- Set exercise -
Reproduce the following material word for word, with no changes of any kind.

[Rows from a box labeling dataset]
::::

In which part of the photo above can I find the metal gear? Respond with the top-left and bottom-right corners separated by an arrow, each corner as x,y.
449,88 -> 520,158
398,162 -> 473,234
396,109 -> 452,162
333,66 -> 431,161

::::

- Task response -
In which part of the photo above can I find the metal gear? Respond with the top-left and bottom-right corners separated by an arrow, each corner as x,y.
449,88 -> 520,158
398,162 -> 473,234
396,109 -> 452,162
333,66 -> 431,161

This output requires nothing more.